### Task objective
From the listing below, output the lines between the one with "Mark every instance of the water" and the one with "Mark every instance of the purple", including those two, and nothing else. Pictures are not copied.

### Provided entries
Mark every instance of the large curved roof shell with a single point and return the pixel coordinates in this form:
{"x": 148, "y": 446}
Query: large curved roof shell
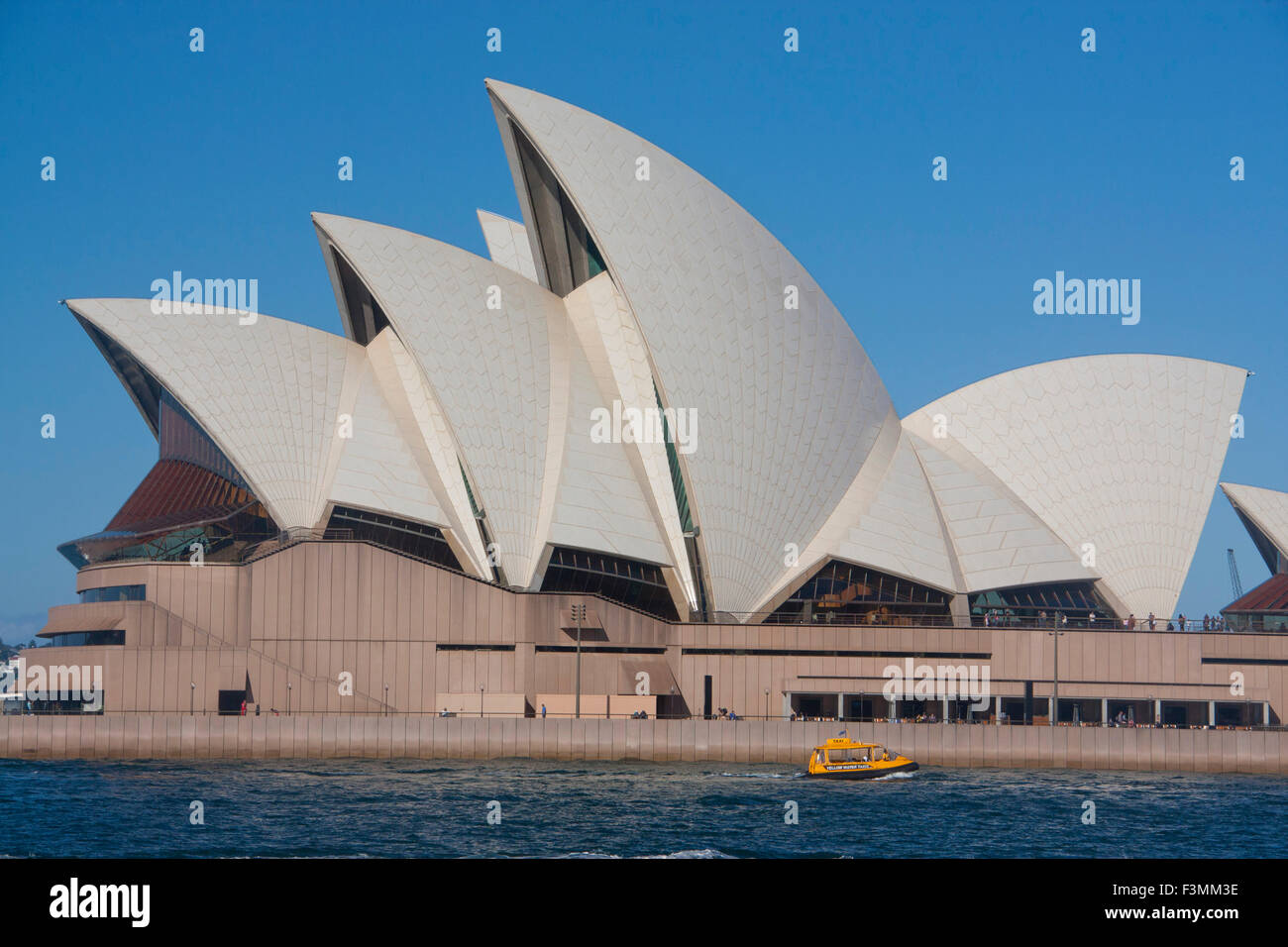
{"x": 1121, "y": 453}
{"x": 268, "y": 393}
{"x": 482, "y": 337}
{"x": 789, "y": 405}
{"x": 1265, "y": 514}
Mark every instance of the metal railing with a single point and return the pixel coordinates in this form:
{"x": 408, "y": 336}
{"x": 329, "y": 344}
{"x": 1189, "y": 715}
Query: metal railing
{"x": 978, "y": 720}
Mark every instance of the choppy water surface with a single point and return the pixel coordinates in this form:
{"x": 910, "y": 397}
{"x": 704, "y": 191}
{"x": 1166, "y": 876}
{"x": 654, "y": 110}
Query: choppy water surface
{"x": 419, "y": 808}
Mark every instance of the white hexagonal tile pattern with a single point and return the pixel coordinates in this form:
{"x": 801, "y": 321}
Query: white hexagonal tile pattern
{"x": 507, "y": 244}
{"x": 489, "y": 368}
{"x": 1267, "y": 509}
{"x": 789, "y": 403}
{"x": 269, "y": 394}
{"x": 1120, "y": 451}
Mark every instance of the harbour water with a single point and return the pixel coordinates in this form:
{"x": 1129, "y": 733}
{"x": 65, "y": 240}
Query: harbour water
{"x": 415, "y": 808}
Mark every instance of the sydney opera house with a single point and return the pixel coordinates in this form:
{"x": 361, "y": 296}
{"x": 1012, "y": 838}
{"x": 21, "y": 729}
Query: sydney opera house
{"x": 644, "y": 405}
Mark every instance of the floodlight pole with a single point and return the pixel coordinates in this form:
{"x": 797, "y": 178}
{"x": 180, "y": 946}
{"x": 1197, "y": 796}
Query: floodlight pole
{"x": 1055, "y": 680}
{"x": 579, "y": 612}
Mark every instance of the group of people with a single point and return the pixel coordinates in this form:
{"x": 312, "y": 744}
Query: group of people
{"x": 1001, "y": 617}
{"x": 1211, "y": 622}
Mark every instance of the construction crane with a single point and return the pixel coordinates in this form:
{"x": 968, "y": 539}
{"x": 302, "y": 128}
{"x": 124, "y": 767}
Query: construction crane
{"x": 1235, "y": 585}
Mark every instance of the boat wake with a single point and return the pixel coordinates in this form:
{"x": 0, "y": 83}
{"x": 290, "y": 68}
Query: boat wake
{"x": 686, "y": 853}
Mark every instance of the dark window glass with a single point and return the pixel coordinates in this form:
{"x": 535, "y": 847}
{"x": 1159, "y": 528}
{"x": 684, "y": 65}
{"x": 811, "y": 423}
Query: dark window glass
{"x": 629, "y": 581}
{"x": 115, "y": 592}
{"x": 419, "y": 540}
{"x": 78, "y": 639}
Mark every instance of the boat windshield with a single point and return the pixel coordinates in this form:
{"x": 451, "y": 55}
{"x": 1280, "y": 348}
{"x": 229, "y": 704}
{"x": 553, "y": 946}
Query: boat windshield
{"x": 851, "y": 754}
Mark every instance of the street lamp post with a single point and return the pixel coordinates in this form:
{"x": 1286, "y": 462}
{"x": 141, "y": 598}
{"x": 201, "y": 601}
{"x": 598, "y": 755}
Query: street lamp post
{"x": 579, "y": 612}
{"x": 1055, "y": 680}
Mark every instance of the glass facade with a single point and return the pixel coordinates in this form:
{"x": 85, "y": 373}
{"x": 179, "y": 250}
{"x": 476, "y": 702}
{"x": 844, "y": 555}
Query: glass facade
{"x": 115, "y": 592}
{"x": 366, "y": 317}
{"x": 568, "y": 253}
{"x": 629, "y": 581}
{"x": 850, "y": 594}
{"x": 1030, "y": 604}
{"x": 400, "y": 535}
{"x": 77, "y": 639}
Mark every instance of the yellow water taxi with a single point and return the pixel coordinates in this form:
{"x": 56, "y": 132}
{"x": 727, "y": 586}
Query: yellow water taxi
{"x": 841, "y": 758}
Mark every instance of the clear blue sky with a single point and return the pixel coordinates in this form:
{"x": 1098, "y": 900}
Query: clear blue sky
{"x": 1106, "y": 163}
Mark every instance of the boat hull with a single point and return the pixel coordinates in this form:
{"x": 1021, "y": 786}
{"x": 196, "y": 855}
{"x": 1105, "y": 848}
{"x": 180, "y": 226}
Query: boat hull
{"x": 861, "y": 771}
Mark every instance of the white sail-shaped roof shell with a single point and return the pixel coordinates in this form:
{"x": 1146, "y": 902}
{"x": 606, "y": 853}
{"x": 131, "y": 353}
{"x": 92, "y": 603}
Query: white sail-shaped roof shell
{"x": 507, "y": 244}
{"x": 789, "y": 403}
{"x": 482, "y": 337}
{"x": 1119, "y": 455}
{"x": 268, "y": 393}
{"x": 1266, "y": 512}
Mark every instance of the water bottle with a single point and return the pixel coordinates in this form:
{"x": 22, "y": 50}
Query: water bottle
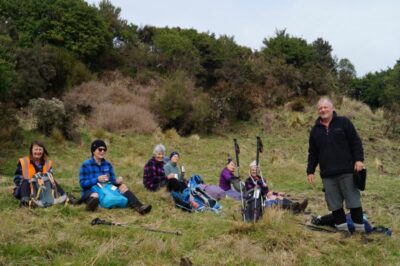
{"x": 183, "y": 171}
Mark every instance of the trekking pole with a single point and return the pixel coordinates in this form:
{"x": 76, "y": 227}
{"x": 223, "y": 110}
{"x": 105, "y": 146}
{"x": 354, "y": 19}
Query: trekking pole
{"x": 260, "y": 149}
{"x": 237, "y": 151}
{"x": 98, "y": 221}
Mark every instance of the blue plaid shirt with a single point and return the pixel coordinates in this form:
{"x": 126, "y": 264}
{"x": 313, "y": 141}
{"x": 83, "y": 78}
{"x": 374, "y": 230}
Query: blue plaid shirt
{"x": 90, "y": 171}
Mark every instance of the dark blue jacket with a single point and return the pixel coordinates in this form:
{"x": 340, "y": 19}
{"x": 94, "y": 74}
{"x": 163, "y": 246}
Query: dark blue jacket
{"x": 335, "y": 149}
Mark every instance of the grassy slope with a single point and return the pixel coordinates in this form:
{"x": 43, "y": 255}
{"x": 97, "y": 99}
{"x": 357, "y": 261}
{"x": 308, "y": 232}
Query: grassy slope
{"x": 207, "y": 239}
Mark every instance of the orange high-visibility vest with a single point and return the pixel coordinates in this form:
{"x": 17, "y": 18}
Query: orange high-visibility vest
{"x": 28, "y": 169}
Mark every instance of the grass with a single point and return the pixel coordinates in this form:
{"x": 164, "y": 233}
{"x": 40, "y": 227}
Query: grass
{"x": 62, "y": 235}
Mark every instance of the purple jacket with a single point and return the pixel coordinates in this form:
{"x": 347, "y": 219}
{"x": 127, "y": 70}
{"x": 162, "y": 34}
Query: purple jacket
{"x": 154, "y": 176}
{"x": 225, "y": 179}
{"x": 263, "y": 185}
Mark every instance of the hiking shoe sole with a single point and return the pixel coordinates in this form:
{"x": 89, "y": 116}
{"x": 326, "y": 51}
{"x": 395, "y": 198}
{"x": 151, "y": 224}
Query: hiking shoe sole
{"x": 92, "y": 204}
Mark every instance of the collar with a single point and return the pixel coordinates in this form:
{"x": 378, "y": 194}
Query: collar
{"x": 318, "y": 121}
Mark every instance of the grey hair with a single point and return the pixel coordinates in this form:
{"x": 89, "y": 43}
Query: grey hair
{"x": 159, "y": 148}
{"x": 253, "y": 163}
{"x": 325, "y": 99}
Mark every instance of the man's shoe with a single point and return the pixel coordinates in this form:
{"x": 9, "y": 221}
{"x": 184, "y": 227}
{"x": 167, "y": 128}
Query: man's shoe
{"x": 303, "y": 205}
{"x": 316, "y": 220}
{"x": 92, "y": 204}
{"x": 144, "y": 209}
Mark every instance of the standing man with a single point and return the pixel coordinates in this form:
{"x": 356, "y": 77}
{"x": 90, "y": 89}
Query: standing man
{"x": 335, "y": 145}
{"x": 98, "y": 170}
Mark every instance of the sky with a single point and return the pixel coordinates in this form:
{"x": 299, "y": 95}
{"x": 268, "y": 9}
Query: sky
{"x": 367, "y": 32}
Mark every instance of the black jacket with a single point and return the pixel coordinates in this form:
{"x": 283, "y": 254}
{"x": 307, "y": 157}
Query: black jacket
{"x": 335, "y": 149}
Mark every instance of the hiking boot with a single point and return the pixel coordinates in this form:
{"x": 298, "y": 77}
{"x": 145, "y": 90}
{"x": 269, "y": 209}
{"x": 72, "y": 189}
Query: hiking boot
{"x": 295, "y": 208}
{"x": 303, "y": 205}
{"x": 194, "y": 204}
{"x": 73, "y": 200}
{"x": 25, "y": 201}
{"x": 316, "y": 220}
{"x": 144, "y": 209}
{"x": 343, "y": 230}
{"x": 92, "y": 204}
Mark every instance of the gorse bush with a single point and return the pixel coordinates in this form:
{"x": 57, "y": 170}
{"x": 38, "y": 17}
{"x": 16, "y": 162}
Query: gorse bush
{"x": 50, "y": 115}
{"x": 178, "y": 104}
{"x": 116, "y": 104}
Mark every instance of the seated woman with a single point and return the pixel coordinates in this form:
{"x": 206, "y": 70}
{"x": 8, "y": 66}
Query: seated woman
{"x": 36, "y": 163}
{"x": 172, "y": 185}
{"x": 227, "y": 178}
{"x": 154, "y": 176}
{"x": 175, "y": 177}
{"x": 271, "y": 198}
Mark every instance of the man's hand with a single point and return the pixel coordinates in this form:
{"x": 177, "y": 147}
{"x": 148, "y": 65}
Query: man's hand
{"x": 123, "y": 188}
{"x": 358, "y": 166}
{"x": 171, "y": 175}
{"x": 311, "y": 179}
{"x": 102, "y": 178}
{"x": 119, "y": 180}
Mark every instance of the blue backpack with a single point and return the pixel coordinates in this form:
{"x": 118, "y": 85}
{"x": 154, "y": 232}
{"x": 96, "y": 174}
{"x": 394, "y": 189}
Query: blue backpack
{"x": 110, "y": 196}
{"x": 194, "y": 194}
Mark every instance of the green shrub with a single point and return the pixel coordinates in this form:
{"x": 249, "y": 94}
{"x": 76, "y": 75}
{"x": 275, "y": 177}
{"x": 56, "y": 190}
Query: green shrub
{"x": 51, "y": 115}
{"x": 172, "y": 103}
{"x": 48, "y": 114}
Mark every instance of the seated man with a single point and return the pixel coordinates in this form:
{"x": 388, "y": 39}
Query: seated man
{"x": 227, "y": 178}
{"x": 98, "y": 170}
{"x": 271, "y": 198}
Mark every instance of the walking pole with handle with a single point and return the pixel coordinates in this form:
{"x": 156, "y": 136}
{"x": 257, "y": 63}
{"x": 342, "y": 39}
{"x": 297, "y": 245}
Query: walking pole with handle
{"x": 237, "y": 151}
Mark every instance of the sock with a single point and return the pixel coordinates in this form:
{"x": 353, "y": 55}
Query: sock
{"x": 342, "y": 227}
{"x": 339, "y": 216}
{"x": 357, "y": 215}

### Response to the task
Mark every instance of the water bottle with a single point and return the pixel coordinates in this form:
{"x": 22, "y": 50}
Query: water bottle
{"x": 183, "y": 171}
Mark every instance of the trekking pole with a single point and return the pixel coordinates in this form:
{"x": 76, "y": 227}
{"x": 223, "y": 110}
{"x": 105, "y": 146}
{"x": 354, "y": 19}
Query: trekking pole
{"x": 260, "y": 149}
{"x": 237, "y": 151}
{"x": 98, "y": 221}
Mark every instance of the blue plaid shirt with a single point and return the pixel coordinates in this form:
{"x": 126, "y": 264}
{"x": 313, "y": 141}
{"x": 83, "y": 78}
{"x": 374, "y": 230}
Query: blue plaid shirt
{"x": 90, "y": 171}
Mark every instance of the dark blue jacket with a single point and return the pixel coordinates in this form:
{"x": 340, "y": 19}
{"x": 94, "y": 74}
{"x": 163, "y": 246}
Query: dark blue jacket
{"x": 335, "y": 149}
Mark every instance of the grassy slope with a single point and return the pixel coordinates in this form:
{"x": 43, "y": 255}
{"x": 97, "y": 99}
{"x": 357, "y": 261}
{"x": 308, "y": 232}
Query: grassy slope
{"x": 207, "y": 239}
Mark every instance of the orange high-visibility vest with a single point and return the pixel coordinates in this form:
{"x": 17, "y": 18}
Query: orange high-visibility vest
{"x": 28, "y": 169}
Mark every instance of the grass with a single point and return the pixel coordinates in this form:
{"x": 164, "y": 233}
{"x": 40, "y": 227}
Query: grass
{"x": 62, "y": 235}
Mark every instance of the purple jacket with a single point and return the pixel coordinates in this form:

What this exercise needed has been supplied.